- Brano proposto -
Baccio Maria Bacci 1888-1974, Stia, 3 agosto - 29 settembre 1996, n. 3

 

Bibliografia

Baccio Maria Bacci 1888-1974, catalogo della mostra (Stia, 3 agosto - 29 settembre 1996) a cura di M. Pratesi, Stia 1996, n. 3

 

Nato a Firenze l'8 gennaio 1888, discendente da una famiglia di artisti, trascorse gli anni dell'infanzia a Bellosguardo, sulle colline fiorentine, nella casa frequentata dai maggiori macchiaioli. Dopo la morte del padre, nel 1897, trascorse alcuni anni in Germania.

Di nuovo a Firenze nel 1905, grazie all'interessamento di Luigi Bechi venne ammesso all'Accademia, ma, insofferente di ogni disciplina ed insoddisfatto degli insegnamenti ricevuti, ad un mese dalla licenza abbandonò gli studi ed incominciò a dipingere per conto proprio. I risultati di quelle prime prove, il cui riferimento è soprattutto a Cézanne, vennero presentati al pubblico nel 1910 in una mostra a palazzo Gondi.

Nel 1911, sempre a Firenze, fu presente alla Mostra del cinquantennio e conseguì il premio della camera di commercio; l'anno successivo, andò a Parigi ospite di Renato Paresce e visse la stagione del cubismo e dei fermenti futuristi, grazie ai frequenti contatti con Apollinaire e Gino Severini.

Ritornato per motivi di salute alla fine d'aprile 1913 a Fiesole - ma alternò lunghi soggiorni anche in Svizzera dove conobbe Kandinskij - si dedicò a sperimentare le possibilità di scomposizione formale e cromatica offerte dal futurismo.

Nelle opere del periodo giovanile il Baccio Maria Bacci mostra di aver guardato attentamente a diverse esperienze internazionali - dal decorativismo secessionista al cubismo - e di aver operato infine una scelta in favore di un "costruttivismo… che accoglie ed elabora nelle sue marcate strutture un empito cromatico di relazione ‘espressionista’" (Ragghianti, 1967).

- Esercizio proposto 1 -
Nel brano su Baccio Maria Bacci, chi conobbe il pittore durante i soggiorni in Svizzera?
- Esercizio proposto 2 -
Prosegui il brano sulla vita di Baccio Maria Bacci partendo subito dopo la sua ultima frase.

Voci sui contorni delle forme:
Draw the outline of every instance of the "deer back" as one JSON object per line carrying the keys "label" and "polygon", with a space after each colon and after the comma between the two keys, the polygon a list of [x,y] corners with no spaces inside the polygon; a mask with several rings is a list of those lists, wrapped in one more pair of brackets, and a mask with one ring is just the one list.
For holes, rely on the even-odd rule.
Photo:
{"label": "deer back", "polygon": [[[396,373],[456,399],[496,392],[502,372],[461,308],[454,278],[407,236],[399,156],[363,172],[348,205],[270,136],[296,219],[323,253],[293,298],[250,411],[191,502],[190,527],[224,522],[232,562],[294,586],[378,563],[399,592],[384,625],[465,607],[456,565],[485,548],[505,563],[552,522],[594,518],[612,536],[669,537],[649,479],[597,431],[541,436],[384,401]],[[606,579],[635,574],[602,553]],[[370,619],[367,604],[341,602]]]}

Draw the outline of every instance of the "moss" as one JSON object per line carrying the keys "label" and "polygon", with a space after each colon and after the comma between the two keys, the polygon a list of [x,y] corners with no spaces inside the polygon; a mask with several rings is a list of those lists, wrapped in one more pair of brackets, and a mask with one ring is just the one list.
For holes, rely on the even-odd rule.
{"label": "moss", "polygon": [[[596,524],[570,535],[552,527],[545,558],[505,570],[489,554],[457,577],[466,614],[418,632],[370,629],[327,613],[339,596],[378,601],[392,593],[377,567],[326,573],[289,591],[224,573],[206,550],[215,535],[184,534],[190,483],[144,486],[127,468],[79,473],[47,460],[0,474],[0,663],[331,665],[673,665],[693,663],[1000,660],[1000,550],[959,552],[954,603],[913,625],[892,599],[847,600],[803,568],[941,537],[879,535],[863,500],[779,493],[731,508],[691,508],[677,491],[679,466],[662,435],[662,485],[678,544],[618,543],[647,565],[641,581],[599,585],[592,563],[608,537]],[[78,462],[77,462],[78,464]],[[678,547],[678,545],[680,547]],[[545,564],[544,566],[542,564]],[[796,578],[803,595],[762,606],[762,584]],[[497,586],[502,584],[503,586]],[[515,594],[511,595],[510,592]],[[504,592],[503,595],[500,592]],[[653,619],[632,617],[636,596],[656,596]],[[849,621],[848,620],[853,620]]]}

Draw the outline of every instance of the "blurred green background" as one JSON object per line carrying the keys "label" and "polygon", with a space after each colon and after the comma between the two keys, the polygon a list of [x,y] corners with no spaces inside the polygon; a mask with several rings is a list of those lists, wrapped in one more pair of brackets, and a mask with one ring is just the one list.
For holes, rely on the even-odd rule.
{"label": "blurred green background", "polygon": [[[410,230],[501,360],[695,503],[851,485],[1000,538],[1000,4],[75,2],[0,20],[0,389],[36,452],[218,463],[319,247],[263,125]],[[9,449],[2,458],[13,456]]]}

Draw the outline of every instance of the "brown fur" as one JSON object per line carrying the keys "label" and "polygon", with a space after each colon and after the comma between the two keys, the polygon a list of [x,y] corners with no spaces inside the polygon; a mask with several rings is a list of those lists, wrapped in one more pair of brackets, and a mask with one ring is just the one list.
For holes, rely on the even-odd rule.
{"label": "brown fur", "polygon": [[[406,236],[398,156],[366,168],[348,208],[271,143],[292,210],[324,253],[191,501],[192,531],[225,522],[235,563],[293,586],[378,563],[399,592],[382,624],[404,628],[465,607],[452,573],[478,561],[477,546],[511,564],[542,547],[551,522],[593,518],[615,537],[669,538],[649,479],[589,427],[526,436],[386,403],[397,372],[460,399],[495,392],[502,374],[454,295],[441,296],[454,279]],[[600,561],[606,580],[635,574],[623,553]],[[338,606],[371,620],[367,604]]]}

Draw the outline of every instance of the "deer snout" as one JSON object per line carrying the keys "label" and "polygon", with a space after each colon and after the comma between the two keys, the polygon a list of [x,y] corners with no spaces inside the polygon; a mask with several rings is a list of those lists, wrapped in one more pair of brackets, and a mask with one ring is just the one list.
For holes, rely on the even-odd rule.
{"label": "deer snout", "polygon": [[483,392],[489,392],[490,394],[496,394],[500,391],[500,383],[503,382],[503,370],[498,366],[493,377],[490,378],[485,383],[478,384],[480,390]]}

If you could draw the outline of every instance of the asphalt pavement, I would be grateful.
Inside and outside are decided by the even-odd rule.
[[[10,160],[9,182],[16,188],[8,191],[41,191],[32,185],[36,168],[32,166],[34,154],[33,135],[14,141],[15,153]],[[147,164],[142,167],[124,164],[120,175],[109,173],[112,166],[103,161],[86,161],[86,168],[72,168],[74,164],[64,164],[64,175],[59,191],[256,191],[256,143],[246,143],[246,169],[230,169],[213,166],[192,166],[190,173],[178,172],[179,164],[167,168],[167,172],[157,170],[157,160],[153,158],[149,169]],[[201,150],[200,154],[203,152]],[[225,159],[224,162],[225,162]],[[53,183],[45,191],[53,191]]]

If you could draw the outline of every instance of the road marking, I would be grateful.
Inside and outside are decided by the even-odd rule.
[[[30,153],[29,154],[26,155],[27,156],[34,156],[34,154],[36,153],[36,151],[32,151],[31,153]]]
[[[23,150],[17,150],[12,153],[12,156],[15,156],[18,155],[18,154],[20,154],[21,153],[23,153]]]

- Risposta corretta 1 -
Kandinskij.

- Risposta corretta 2 -
Dopo la partecipazione alla prima guerra mondiale, il ritorno alla serenità fiesolana coincise con un nuovo fervore creativo: le grandi tele dalle plastiche figure a grandezza naturale - donne quiete e prosperose in interni consueti, sodi contadini intenti al lavoro nel paesaggio bucolico - vennero presentate alla Mostra internazionale d'avanguardia a Ginevra nel 1921 e, l'anno successivo, alla Fiorentina primaverile, dove una sala personale accolse quindici opere.

Se per i dipinti precedenti il riferimento era a modelli artistici europei, ora è la tradizione rinascimentale italiana, e toscana in particolare, che fa da supporto alla composizione di impianto classicheggiante; tradizione della quale il Bacci propose, nel corso degli anni Venti, una rilettura critica originale ed autonoma, ma in parallelo con i dettami che il gruppo milanese del Novecento andava proprio allora sostenendo.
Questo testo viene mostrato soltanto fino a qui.